======== PASSAGE ========

如何在r中打印可变数量的参数？

Question

new to r. this question has answers here and here .

But these do not seem answer the question in the case of:

vec <- c("a","b","c","d")
s<-do.call(sprintf, c(list("%s %s"), vec))

The doc says: " ... The arguments (including fmt) are recycled if possible a whole number of times to the length of the longest, and then the formatting is done in parallel. ... "

The code below shows that this is not happening:

> vec <- c("a","b","c","d")
> s<-do.call(sprintf, c(list("%s %s"), vec))
> print(s)
[1] "a b"
> v1 <- c("foo", "bar", "baz","foo", "bar", "baz")
> base_string = "%s, %s, %s"
> s<-do.call(sprintf, c(fmt = base_string, as.list(v1)))
> print(s)
[1] "foo, bar, baz"
> 

How do i make this print out all of the values?

Edit: according to @mt1022, i misread the doc. he suggests: sprintf(paste0(v1, collapse = ' ')) which works.

Thanks to @chinsoon12 for the hint.

========

TASK A:
In the R sprintf thread, what code did @mt1022 suggest that worked?
TASK B:
Go on with the R sprintf thread, starting after its last line.

======== DATASET EXTRACT ========

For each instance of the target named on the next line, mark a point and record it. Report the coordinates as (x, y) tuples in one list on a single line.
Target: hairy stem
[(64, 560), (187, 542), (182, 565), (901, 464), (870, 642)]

========

WRITTEN ANSWER A:
sprintf(paste0(v1, collapse = ' '))

WRITTEN ANSWER B:
What I really want to do is something like this:

> s<-NA
> v<-c(1,"2",pi,2,"foo",2*pi)
> s<-do.call(sprintf, c(v, list(fmt=paste(rep("%d %s %f", length(v)/3), collapse=" "))))
Error in (function (fmt, ...)  : 
  invalid format '%d'; use format %s for character objects
> print(s)
[1] NA
>

The answer (thanks to @mt1022) is to use a list instead of a vector:

v<-list(1,"2",pi,2,"foo",2*pi)
s<-do.call(sprintf, c(v, list(fmt=paste(rep("%d %s %f", length(v)/3), collapse=" "))))

Answer 1

The doc is right. In first case, do.call(sprintf, c(list("%s %s"), vec)) is equal to:

sprintf("%s %s", "a","b","c","d")

The fmt string "%s %s" requires two vectors while you provided four and the last two ("c", "d") were not used for printing.

The second case is similar. do.call(sprintf, c(fmt = base_string, as.list(v1))) is equal to:

sprintf(fmt = "%s, %s, %s", "foo", "bar", "baz","foo", "bar", "baz")

Three variables were to be printed based on fmt but you provided six.

---

Then, what does "recycled" in the doc mean?

and I guess you might misunderstand it. It means when the formating string and vectors are of different lengths, the short er ones will be recycled to the longest one. An example:

> sprintf(c('%s %s', '%s, %s'), c('a', 'b', 'c'), 1:6)
[1] "a 1"  "b, 2" "c 3"  "a, 4" "b 5"  "c, 6"

---

How to print variable number of arguments : You can try paste :

> sprintf(paste0(vec, collapse = ' '))
[1] "a b c d"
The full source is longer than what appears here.